Location identification entries

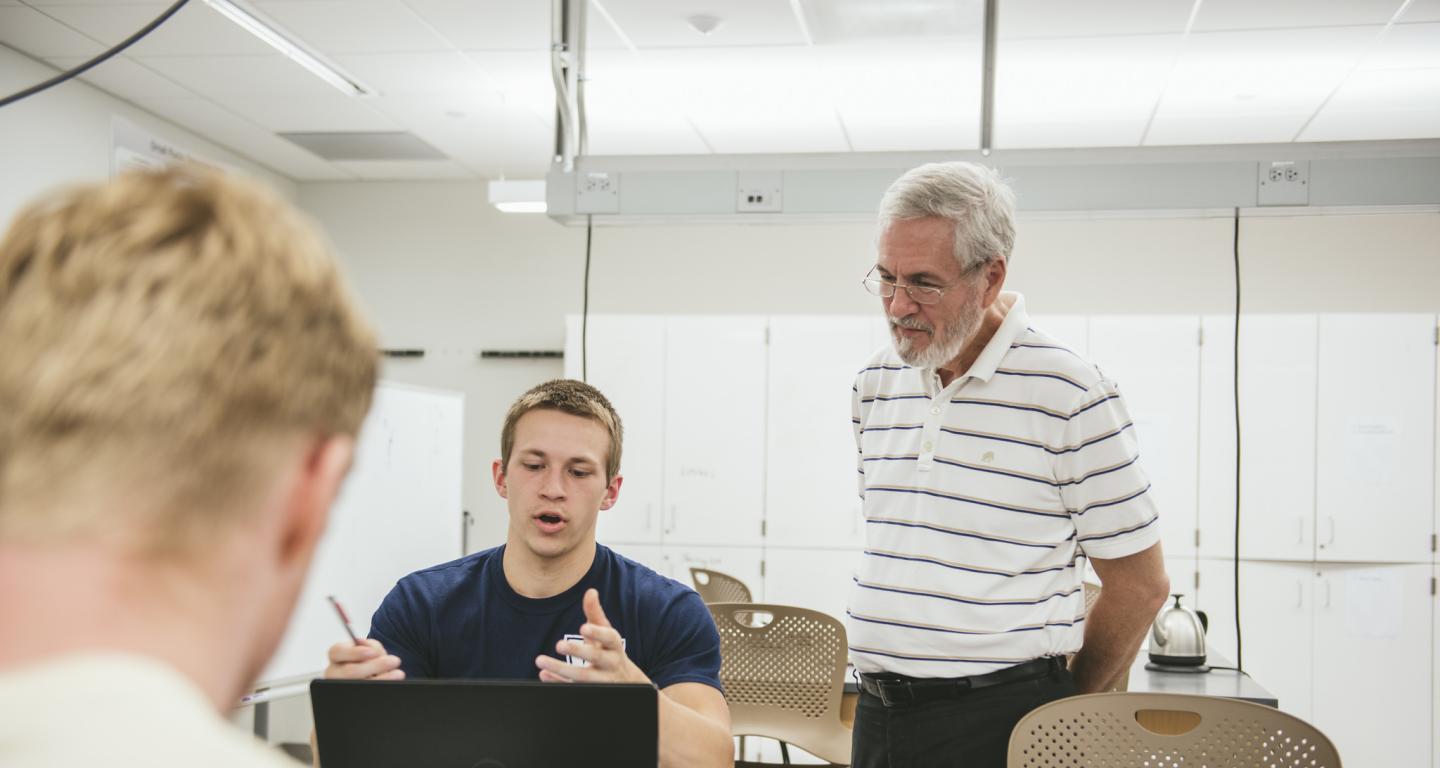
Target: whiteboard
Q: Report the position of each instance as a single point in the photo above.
(399, 512)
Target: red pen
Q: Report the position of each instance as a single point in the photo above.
(344, 620)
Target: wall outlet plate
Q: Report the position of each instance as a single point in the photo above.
(598, 192)
(1285, 183)
(759, 192)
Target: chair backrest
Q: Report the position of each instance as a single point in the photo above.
(1105, 731)
(716, 587)
(784, 677)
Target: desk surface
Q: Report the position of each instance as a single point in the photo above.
(1227, 683)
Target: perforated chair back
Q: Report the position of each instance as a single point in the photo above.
(784, 679)
(1181, 731)
(716, 587)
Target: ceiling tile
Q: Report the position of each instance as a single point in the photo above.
(405, 169)
(1079, 92)
(1239, 15)
(437, 72)
(1253, 85)
(232, 131)
(1406, 46)
(195, 30)
(1021, 19)
(490, 25)
(740, 22)
(128, 79)
(1381, 105)
(481, 131)
(35, 33)
(1422, 10)
(749, 100)
(356, 26)
(884, 107)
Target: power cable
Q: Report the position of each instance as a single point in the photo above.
(97, 61)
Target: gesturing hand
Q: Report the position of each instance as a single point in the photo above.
(602, 649)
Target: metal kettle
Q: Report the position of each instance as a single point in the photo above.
(1178, 636)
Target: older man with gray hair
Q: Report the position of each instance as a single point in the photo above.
(991, 460)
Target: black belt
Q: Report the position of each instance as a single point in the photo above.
(896, 689)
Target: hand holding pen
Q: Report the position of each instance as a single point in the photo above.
(360, 659)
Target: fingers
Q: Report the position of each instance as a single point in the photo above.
(592, 608)
(367, 662)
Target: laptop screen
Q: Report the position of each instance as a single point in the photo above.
(484, 724)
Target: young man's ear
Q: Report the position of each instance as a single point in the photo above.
(612, 492)
(324, 464)
(497, 469)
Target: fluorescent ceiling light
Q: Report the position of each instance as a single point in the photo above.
(297, 52)
(519, 196)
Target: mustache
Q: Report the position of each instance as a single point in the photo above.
(913, 323)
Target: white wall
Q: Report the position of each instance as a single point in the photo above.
(64, 136)
(441, 270)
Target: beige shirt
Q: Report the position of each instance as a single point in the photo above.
(117, 711)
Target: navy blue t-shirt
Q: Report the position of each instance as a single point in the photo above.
(461, 620)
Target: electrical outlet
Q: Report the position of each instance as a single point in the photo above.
(1285, 183)
(759, 192)
(598, 192)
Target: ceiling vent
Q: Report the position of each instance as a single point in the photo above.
(366, 146)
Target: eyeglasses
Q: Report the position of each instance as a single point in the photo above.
(886, 288)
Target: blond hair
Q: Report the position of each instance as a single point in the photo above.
(160, 333)
(568, 396)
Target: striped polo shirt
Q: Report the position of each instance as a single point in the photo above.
(978, 500)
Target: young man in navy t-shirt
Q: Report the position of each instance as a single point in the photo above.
(552, 603)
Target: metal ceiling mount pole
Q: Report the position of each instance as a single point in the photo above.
(988, 78)
(568, 72)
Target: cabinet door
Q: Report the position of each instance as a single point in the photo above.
(1278, 428)
(625, 362)
(1375, 441)
(1276, 603)
(1072, 330)
(1373, 662)
(714, 430)
(742, 562)
(810, 481)
(1155, 360)
(811, 578)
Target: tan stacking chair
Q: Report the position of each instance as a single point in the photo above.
(716, 587)
(784, 677)
(1165, 731)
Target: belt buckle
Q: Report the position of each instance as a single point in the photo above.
(890, 692)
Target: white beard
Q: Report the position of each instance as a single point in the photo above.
(948, 342)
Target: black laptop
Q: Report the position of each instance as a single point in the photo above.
(484, 724)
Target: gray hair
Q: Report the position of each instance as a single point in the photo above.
(972, 196)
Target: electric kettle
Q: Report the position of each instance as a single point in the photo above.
(1178, 636)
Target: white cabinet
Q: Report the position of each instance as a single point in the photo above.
(818, 579)
(625, 360)
(1375, 437)
(1373, 653)
(1278, 613)
(1278, 365)
(810, 483)
(1155, 360)
(714, 430)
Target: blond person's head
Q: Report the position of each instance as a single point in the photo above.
(566, 396)
(162, 336)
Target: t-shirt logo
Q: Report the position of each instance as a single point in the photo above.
(573, 660)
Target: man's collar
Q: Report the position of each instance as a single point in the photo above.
(1005, 335)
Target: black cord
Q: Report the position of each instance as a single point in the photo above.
(1236, 247)
(97, 61)
(585, 306)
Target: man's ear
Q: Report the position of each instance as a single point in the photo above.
(612, 492)
(497, 469)
(326, 461)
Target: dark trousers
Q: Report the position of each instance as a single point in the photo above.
(969, 731)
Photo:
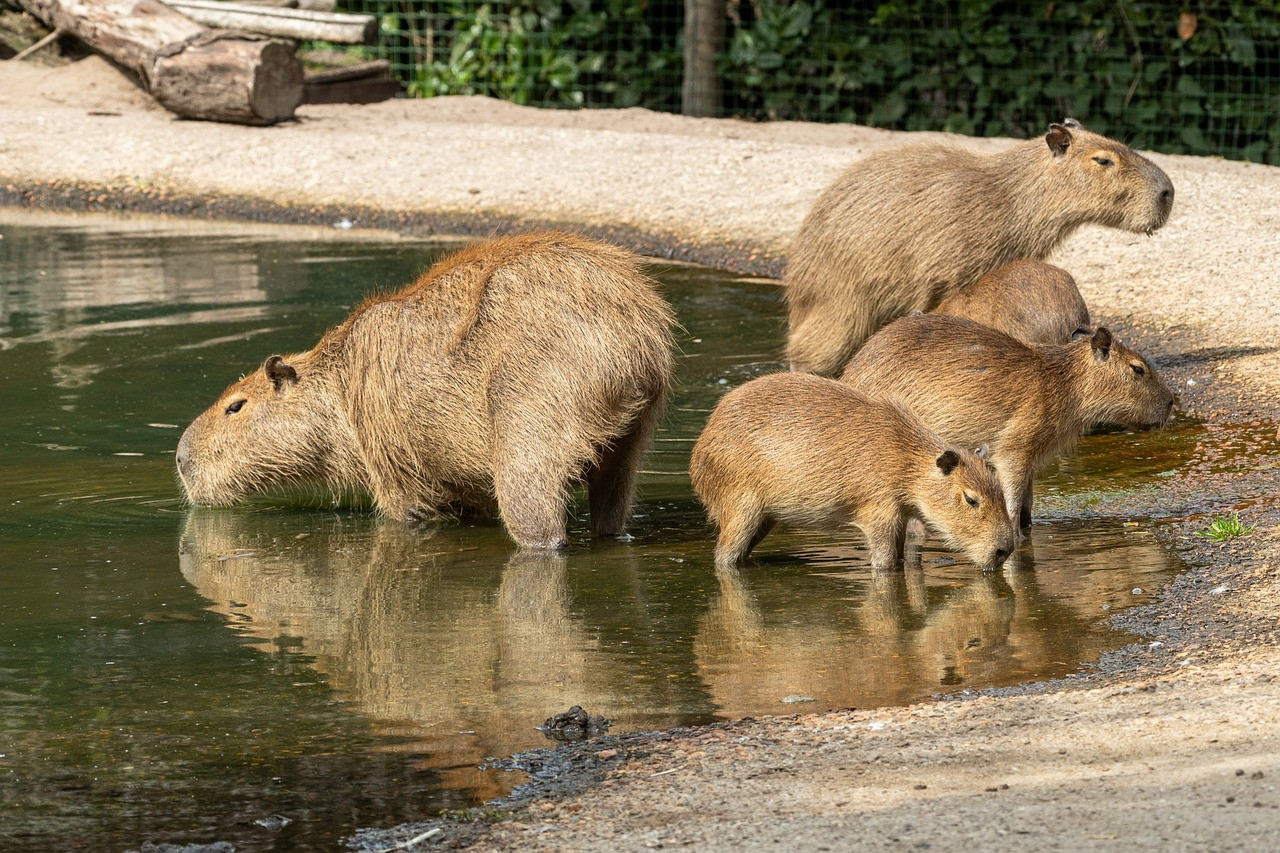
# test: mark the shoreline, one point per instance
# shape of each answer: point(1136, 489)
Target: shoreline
point(1144, 749)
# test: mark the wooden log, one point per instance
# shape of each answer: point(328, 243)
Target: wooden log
point(193, 72)
point(288, 23)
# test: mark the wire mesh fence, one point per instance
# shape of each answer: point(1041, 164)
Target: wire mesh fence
point(1197, 78)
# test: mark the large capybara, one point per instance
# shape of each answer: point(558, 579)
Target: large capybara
point(507, 373)
point(1029, 300)
point(901, 229)
point(973, 384)
point(813, 452)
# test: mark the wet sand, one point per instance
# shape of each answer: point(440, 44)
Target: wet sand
point(1170, 743)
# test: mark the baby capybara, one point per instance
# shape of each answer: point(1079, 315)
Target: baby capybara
point(504, 374)
point(973, 384)
point(901, 229)
point(1029, 300)
point(813, 452)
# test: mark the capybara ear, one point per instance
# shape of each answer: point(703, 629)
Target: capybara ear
point(1059, 140)
point(279, 373)
point(1101, 342)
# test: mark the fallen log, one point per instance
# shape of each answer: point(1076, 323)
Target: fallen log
point(215, 74)
point(302, 24)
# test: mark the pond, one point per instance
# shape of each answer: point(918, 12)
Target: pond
point(280, 674)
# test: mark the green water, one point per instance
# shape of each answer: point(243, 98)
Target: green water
point(282, 674)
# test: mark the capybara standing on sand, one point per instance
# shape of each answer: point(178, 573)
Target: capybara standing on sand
point(973, 384)
point(813, 452)
point(901, 229)
point(1029, 300)
point(510, 370)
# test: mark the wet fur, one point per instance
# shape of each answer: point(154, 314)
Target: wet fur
point(813, 452)
point(973, 384)
point(901, 229)
point(503, 375)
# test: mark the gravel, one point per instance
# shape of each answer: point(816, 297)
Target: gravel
point(1171, 743)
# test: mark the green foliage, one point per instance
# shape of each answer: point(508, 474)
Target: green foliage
point(979, 67)
point(1223, 528)
point(547, 53)
point(1198, 77)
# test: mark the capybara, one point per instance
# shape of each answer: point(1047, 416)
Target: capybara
point(901, 229)
point(974, 384)
point(506, 373)
point(1029, 300)
point(813, 452)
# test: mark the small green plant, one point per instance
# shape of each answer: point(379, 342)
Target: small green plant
point(1223, 528)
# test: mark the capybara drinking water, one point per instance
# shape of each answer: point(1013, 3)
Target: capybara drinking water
point(507, 373)
point(901, 229)
point(814, 452)
point(973, 384)
point(1029, 300)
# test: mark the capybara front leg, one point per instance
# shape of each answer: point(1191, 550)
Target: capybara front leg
point(1024, 514)
point(611, 483)
point(741, 530)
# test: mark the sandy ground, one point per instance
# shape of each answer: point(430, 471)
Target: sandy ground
point(1170, 744)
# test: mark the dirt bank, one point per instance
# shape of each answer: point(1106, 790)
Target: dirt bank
point(1170, 744)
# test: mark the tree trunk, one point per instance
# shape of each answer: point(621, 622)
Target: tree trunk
point(289, 23)
point(704, 31)
point(200, 73)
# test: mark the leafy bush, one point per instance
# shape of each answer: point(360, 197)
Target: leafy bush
point(1200, 78)
point(568, 53)
point(1205, 80)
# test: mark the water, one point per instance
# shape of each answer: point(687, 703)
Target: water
point(196, 675)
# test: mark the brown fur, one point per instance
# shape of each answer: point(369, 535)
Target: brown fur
point(901, 229)
point(973, 384)
point(810, 451)
point(503, 375)
point(1029, 300)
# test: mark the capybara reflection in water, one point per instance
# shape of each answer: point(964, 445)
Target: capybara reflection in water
point(901, 229)
point(504, 375)
point(973, 384)
point(813, 452)
point(1028, 300)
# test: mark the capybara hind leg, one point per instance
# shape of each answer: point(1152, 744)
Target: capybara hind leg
point(533, 493)
point(885, 543)
point(611, 483)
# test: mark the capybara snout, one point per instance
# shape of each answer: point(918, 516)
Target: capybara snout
point(1123, 386)
point(969, 510)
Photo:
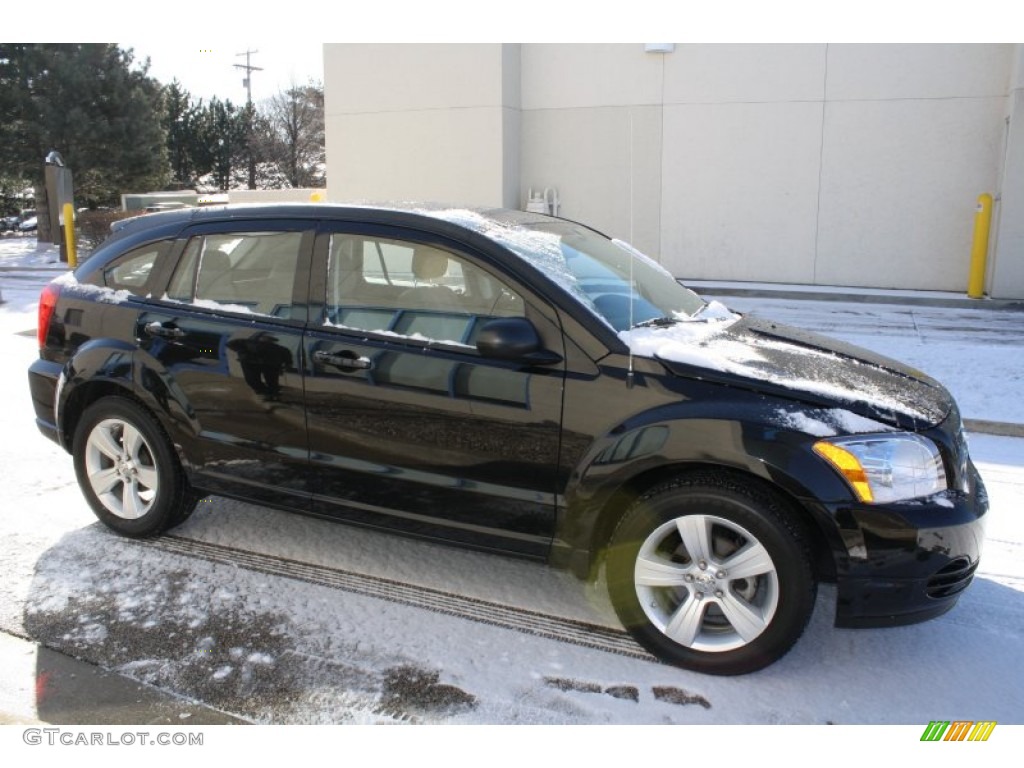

What the task requires >> Please count the lines of the listing that contain the string "front" with case taken into account, and reply with only the number.

Result of this exercise >> 2